- Opening Delimiter -
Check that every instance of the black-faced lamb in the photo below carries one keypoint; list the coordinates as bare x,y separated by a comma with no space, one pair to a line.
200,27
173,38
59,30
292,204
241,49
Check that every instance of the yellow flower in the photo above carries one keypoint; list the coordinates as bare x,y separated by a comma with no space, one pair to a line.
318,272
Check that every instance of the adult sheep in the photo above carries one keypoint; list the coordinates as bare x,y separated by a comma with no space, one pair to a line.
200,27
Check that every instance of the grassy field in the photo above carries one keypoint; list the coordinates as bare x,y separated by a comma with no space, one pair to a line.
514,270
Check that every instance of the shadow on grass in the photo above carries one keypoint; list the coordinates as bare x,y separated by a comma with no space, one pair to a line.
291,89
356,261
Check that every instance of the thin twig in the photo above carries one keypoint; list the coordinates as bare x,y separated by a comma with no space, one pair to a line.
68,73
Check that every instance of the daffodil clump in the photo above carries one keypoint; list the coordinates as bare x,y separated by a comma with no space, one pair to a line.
- Closing Delimiter -
*WHAT TO DO:* Print out the complete data above, character for character.

*FINAL ANSWER:*
Check that every instance of the black-faced lamb in the photo below carries one keypoint; list the coordinates as bare x,y separated by a comma with no space, one pair to a line.
200,27
173,38
59,30
292,204
241,49
Check that every instance of the yellow flower in the photo above carries one keypoint; list the coordinates as bare x,y separated by a comma with no space, one pair to a line.
318,272
Check that every instance of the adult sheep in the photo above carries one keypoint; list the coordinates as bare x,y separated by a comma with no space, one pair to a line.
200,27
Check that every instance of the grassy field in the photo above carries one keypoint; list the coordinates as bare x,y separated by a comma with no space, one pair to a line.
514,270
Check that every instance of the shadow on grass in the photo above carries one keypoint; list the coordinates as bare x,y separated by a comma with no space, one pair to a line.
291,89
356,261
Check that every instance of the thin twig in the photo above carries one keypoint; list the coordinates as bare x,y separated by a comma with no space, one pair to a line.
68,73
Check that every instance of the daffodil clump in the photo above carries one keypoint; list the coordinates as bare x,y separated by a comma with no space, one pair to a line.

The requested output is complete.